Supplied entries Start Marker

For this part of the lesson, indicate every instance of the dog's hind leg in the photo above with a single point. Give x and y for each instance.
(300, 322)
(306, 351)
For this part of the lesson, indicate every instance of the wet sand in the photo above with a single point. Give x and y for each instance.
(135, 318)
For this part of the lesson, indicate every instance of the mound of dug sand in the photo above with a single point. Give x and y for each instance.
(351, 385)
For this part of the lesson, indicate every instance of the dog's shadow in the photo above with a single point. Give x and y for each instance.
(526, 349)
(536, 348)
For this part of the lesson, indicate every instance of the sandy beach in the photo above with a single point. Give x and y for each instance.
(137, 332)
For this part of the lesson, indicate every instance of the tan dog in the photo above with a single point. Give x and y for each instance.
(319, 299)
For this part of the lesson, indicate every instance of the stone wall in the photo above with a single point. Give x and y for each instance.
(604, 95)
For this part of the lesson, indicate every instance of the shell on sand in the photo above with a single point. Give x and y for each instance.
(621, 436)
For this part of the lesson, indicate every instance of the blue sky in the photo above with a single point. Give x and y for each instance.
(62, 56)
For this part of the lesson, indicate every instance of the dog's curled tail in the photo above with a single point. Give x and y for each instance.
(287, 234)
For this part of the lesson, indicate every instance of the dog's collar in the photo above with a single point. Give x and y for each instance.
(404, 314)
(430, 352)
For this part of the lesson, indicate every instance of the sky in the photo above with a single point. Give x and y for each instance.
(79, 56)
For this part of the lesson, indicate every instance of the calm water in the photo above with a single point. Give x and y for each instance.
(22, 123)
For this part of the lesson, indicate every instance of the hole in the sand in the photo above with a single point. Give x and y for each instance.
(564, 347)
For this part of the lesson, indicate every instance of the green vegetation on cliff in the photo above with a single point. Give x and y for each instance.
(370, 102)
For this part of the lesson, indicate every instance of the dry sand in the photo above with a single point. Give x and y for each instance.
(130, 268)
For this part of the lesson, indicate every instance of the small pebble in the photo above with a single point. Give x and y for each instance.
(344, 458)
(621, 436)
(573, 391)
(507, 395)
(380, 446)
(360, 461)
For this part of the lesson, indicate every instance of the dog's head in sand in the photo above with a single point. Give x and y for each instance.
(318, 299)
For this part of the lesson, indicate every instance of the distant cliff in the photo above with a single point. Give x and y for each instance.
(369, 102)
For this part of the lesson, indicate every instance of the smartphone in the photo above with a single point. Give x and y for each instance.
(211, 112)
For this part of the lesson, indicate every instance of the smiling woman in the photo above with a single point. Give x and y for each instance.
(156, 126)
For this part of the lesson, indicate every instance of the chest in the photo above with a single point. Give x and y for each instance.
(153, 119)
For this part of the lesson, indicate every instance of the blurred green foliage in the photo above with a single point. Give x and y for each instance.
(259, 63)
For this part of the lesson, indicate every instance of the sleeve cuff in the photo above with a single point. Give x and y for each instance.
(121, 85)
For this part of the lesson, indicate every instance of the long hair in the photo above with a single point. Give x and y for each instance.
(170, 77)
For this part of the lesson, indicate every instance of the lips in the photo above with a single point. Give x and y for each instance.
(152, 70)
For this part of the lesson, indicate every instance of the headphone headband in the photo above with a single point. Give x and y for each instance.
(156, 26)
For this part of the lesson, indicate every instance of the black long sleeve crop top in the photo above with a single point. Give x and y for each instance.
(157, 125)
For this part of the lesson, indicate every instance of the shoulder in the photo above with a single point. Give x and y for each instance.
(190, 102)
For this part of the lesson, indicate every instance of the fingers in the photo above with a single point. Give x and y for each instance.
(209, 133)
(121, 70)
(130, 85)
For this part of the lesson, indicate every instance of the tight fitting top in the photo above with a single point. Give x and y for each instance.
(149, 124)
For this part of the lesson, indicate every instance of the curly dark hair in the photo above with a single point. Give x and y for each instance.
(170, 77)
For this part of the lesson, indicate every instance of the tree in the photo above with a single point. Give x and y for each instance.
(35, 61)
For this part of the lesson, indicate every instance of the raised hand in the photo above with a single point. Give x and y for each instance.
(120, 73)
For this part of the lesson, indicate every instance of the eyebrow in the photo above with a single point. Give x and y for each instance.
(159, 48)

Supplied entries End Marker

What is being asked =
Above are the records; set each one down word for word.

Answer space =
For this part of the lesson, indicate every instance of the dog's hind leg in the photo above with a single point. Give x and y for each instance.
(300, 322)
(306, 351)
For this part of the lesson, indicate every instance of the wet sand in the photo above with a single point. Give x and y for each instance.
(135, 318)
For this part of the lesson, indicate every instance of the mound of dug sand in the photo above with a single point. Give x and y for each instance.
(351, 385)
For this part of the lesson, indicate every instance of the dog's shadow in the photo above with a single point. Give x and y for each instance.
(526, 349)
(536, 348)
For this part of the lesson, indicate every instance of the sandy beach in the photo above with a single point. Give x and y for each instance.
(137, 332)
For this part of the lesson, indicate every instance of the tan dog in the photo above with a single point. Give x and y for each instance.
(319, 299)
For this part of the lesson, indicate every instance of the stone wall in the photo above with a single point. Give x and y for each instance.
(604, 95)
For this part of the lesson, indicate every instance of the shell on sand in the photo above with a single point. Give x and y for each instance.
(621, 436)
For this part of the lesson, indicate every instance of the blue sky in the photo above with a single point. Give x and y for each instance.
(62, 56)
For this part of the lesson, indicate every instance of the dog's curled tail in the photo above with a single point. Give x and y for each instance.
(287, 234)
For this part of the lesson, indicate every instance of the dog's collar in the photo above with a single point. Give x and y for each instance.
(404, 314)
(430, 352)
For this part of the lesson, indicate every instance of the sky in the photo above with a single point. Give x and y for each instance.
(79, 56)
For this part of the lesson, indicate every instance of the calm water in the photo above with a single point. Give x and y for each instance.
(22, 123)
For this part of the lesson, indicate every instance of the hole in the sand in the photo above with a single point. Give x and y for each instance.
(564, 347)
For this part of the lesson, indicate every instance of the green vegetation on cliff in the photo above with a single point. Give x and y for each instance.
(370, 102)
For this part of the lesson, indicate every instance of the dry sand in the photo above with a single point. Give x and y for each instance.
(130, 268)
For this part of the lesson, indicate every instance of the small pebble in the photo above with a single point. Give x and y for each instance.
(344, 458)
(621, 436)
(573, 391)
(507, 395)
(380, 446)
(360, 461)
For this part of the lesson, indicate every instance of the dog's head in sand in the photo above with a single point. Give x and y for each instance.
(318, 299)
For this part of the lesson, indicate every instance of the distant cliff in the photo above with a single point. Give x and y for each instance.
(369, 102)
For this part of the lesson, indicate every instance of the smartphone in the photo above with a single point. Give x and y for each instance.
(211, 112)
For this part of the lesson, indicate every instance of the smiling woman in the photo above with a single point. Give x and y for each instance.
(156, 126)
For this part of the lesson, indicate every instance of the chest in the photo above with a single point. Give x and y for each instance.
(153, 119)
For this part of the lesson, indicate every instance of the blurred green foliage in the photo above with a single point. Give x and y for each instance.
(259, 63)
For this part of the lesson, indicate every instance of the sleeve cuff in the photo above with a single point. Give x and y for each instance.
(121, 85)
For this part of the lesson, indicate every instance of the long hair in the photo above with a single point. Give x and y for each instance.
(170, 77)
For this part of the lesson, indicate every instance of the lips in the photo above with a single point. Give x and y for each instance.
(152, 70)
For this part of the lesson, indicate every instance of the headphone headband in the photo above with a single point. Give x and y for each instance.
(156, 26)
For this part of the lesson, indicate every instance of the black long sleeve crop top in the photo above with a single point. Give x and y for each instance.
(157, 125)
For this part of the lesson, indicate every instance of the shoulder in the photo above with a single point. Give x and y for each instance.
(190, 102)
For this part of the lesson, indicate every instance of the fingers in the photo above with a single point. Give x and y for each instance.
(209, 133)
(121, 70)
(130, 85)
For this part of the lesson, indicate every instance of the tight fitting top in the photo above with a single point. Give x and y for each instance.
(149, 124)
For this part of the lesson, indicate every instance of the curly dark hair in the photo above with a single point. Give x and y for each instance.
(170, 77)
For this part of the lesson, indicate every instance of the tree in the photo above with a single point. Give x and y for each instance.
(35, 61)
For this part of the lesson, indicate every instance of the raised hand in the photo above with a single point. Give x and y for each instance.
(120, 73)
For this part of the lesson, indicate every instance of the eyebrow in the photo above with a single point. Give x and y for each instance.
(159, 48)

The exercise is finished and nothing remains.